> _TEXTBLOCK_

In der Nacht vom 15. auf den 16. Oktober 2016 fand in Unterwasser (Gemeinde Wildhaus/Alt St. Johann, SG) ein Neonazikonzert in einem für die Schweiz bisher unbekanntem Ausmass statt: Über 5000 Neonazis aus dem In- und Ausland versammelten sich in der Tennis- und Eventhalle, um zu hasserfüllten Rechtsrockklängen «ungestört abzuhitlern». Bereits Monate im Voraus riefen die Veranstalter_innen aus dem Umfeld des internationalen Neonazinetzwerkes Blood & Honour (B&H) über die sozialen Medien zum Konzertabend auf.
Mit Exzess (DE), MaKss Damage (DE), Amok (CH), Confident of Victory (DE), Frontalkraft (DE) und Stahlgewitter (DE) setzte sich das Lineup aus einschlägig bekannten Szenegrössen zusammen (weitere Informationen im Hintergrund-Dossier zu den Bands). Auf dem Flyer war der Anlass ursprünglich im Raum Süddeutschland angekündigt worden, in der Woche vor dem Anlass verdichteten sich jedoch die Hinweise, dass dieser in der Schweiz stattfinden wird. Die gewählte Region ist für Rechtsextreme kein «Neuland». Bereits 2013 hatte die Zürcher B&H-Sektion im nahegelegenen Ebnat-Kappel (SG) ein Konzert in Gedenken an den B&H-Gründer Ian Stuart Donaldson mit mehreren hundert Teilnehmenden organisiert.

> _SCHRIFTLICHE AUFGABE A_
Beantworten Sie anhand des Textes über das Neonazikonzert in Unterwasser:
(i) Wie viele Neonazis versammelten sich in der Tennis- und Eventhalle?
(ii) In welchem Raum war der Anlass auf dem Flyer ursprünglich angekündigt?
(iii) In welchem Jahr organisierte die Zürcher B&H-Sektion das Konzert in Ebnat-Kappel?

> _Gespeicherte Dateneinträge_
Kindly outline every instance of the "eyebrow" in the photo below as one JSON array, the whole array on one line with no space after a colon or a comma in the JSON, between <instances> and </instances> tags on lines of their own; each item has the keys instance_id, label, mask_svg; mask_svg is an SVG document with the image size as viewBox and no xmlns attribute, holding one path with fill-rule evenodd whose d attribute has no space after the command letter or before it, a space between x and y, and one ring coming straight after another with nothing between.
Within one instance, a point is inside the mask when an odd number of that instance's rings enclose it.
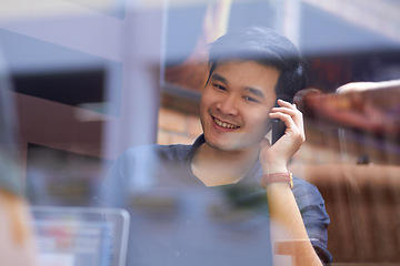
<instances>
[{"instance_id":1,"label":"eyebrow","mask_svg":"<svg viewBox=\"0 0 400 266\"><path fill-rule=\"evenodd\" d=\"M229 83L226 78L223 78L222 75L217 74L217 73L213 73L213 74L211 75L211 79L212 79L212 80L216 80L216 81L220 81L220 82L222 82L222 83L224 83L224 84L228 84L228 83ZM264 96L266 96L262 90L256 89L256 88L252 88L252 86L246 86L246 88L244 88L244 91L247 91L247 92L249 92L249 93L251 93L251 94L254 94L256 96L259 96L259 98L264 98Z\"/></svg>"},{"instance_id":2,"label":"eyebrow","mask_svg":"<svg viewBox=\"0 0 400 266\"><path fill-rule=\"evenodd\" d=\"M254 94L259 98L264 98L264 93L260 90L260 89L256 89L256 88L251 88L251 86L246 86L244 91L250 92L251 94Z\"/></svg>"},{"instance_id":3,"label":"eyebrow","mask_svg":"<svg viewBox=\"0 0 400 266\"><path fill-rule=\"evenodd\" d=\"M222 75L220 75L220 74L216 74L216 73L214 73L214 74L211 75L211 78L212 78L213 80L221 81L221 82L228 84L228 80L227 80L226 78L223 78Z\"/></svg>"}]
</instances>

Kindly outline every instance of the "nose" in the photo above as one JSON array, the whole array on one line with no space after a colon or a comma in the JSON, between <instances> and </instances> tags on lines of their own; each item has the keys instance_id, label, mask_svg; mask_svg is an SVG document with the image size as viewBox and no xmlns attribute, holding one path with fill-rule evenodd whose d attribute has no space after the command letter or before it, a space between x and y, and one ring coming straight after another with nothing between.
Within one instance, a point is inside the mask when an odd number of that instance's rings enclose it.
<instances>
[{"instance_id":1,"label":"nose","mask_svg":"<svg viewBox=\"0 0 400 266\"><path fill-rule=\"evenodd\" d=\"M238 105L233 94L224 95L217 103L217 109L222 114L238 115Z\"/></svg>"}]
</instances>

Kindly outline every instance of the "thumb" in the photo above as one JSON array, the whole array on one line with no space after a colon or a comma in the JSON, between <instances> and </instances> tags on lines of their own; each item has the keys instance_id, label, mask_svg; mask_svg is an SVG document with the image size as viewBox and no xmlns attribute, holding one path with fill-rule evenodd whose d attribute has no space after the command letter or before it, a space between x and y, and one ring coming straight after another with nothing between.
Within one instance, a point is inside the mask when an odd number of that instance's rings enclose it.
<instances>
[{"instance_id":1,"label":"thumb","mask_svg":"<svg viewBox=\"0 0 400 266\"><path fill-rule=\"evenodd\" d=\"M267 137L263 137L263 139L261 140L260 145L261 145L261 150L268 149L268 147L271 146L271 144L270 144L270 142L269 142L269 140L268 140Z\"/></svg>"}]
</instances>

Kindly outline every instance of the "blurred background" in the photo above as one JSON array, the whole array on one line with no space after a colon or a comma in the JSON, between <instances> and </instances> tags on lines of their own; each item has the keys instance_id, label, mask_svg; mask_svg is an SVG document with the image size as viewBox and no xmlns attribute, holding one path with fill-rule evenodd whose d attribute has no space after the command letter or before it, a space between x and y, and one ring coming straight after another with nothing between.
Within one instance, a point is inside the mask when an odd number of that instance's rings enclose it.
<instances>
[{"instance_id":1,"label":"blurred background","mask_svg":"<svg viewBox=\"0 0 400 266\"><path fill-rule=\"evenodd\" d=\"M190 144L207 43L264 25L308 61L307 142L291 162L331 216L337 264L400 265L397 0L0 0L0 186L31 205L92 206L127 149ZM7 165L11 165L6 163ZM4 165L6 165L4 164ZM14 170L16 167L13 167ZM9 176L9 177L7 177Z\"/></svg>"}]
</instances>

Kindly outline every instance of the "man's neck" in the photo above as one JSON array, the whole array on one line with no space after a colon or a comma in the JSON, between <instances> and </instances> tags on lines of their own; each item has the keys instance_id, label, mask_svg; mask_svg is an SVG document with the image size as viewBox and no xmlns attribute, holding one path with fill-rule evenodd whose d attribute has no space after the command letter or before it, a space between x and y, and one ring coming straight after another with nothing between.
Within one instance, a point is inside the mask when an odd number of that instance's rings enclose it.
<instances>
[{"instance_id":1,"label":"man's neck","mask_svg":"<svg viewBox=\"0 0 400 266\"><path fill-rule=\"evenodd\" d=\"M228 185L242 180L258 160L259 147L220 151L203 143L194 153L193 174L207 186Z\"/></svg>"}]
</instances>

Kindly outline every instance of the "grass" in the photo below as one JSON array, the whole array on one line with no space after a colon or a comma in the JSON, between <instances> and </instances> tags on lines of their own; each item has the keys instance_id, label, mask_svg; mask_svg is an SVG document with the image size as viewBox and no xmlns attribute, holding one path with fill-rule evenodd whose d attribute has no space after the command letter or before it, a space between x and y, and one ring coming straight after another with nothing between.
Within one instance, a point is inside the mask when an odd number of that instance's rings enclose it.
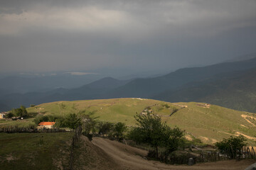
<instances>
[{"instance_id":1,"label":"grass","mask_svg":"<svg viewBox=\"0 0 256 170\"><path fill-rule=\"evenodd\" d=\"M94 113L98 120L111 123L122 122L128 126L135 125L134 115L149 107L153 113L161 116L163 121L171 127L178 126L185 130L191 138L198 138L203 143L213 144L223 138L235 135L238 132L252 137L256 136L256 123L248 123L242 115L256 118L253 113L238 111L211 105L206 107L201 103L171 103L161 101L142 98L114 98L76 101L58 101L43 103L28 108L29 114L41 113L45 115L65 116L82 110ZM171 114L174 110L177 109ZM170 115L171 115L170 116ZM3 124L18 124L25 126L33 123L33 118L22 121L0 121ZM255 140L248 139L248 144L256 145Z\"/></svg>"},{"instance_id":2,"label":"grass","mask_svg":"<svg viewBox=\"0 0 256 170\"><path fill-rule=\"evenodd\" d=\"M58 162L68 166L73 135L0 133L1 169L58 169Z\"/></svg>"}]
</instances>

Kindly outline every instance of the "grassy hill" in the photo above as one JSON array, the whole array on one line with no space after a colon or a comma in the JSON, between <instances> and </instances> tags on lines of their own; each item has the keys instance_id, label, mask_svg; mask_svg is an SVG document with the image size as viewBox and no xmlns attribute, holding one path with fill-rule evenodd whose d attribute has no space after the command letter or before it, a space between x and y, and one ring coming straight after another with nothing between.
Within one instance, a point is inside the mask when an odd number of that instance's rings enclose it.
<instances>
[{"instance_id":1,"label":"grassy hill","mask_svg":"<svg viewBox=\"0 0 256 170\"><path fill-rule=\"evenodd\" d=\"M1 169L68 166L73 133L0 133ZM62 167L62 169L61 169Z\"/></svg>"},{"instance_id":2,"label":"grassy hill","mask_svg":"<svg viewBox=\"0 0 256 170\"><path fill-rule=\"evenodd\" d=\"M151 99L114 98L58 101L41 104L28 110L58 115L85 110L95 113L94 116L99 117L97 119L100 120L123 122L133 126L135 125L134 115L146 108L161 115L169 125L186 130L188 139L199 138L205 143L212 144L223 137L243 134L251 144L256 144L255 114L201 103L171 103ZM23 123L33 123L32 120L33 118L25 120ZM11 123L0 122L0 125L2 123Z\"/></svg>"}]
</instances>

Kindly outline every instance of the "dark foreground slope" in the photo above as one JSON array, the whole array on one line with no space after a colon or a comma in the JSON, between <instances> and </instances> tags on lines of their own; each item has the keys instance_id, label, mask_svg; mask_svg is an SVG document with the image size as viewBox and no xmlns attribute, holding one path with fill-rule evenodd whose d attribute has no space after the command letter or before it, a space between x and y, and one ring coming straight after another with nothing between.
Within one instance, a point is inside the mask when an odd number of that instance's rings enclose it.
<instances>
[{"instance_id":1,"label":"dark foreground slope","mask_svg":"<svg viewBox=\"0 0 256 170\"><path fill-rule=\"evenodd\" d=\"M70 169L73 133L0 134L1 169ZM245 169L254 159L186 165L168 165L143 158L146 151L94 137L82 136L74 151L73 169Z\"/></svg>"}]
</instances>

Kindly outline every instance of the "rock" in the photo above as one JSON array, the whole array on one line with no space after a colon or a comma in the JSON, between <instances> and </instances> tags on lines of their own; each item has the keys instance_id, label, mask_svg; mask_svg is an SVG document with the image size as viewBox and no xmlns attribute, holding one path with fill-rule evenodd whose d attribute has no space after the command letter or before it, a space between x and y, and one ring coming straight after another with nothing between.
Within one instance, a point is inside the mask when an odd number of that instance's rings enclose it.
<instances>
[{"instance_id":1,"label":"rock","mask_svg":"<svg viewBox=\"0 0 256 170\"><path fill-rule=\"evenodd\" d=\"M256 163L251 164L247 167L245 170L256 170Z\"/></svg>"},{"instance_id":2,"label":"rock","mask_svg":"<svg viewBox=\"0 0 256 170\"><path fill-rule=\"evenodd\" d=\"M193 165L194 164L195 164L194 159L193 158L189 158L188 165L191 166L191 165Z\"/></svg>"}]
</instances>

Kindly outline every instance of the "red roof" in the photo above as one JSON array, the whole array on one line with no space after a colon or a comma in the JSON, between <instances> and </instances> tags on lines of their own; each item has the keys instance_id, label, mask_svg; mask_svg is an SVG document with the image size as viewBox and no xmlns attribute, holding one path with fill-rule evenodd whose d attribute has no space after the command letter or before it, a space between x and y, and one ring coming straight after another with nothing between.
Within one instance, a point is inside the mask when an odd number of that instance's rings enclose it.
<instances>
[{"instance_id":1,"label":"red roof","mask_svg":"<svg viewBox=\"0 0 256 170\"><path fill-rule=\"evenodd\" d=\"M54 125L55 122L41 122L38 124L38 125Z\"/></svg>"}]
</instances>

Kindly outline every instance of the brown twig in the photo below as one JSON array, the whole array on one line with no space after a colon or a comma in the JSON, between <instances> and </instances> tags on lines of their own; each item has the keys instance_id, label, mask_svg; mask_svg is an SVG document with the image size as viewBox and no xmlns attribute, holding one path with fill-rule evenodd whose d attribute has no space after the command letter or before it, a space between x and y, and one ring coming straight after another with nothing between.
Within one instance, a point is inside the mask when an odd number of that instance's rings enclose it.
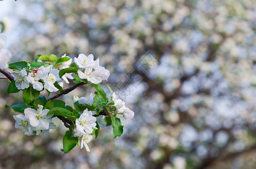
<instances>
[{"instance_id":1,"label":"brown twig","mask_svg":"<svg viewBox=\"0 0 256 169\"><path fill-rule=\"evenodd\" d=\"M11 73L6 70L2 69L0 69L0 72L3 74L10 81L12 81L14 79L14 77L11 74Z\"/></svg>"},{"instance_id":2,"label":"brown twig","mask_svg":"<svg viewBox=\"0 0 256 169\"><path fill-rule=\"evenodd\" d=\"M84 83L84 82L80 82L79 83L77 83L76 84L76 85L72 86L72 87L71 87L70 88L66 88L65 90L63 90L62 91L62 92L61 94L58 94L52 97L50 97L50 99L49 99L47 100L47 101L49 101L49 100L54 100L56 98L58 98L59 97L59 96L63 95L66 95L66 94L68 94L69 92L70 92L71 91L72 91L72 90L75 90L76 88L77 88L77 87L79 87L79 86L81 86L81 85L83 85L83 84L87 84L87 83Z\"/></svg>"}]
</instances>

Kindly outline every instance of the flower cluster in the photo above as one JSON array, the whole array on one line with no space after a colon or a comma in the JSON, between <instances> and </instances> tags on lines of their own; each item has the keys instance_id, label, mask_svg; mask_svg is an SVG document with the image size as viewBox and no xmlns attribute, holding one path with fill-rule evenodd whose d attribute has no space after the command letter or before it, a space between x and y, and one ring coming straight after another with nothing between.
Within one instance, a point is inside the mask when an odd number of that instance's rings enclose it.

> _SCHRIFTLICHE AUFGABE B_
Ermitteln Sie, wie viele Zeilen der Einträge die Zeichenfolge „thumb“ enthalten, und nennen Sie nur die Zahl.

> _VOLLSTÄNDIGE ANTWORT A_
(i) Über 5000
(ii) Im Raum Süddeutschland
(iii) 2013

> _VOLLSTÄNDIGE ANTWORT B_
2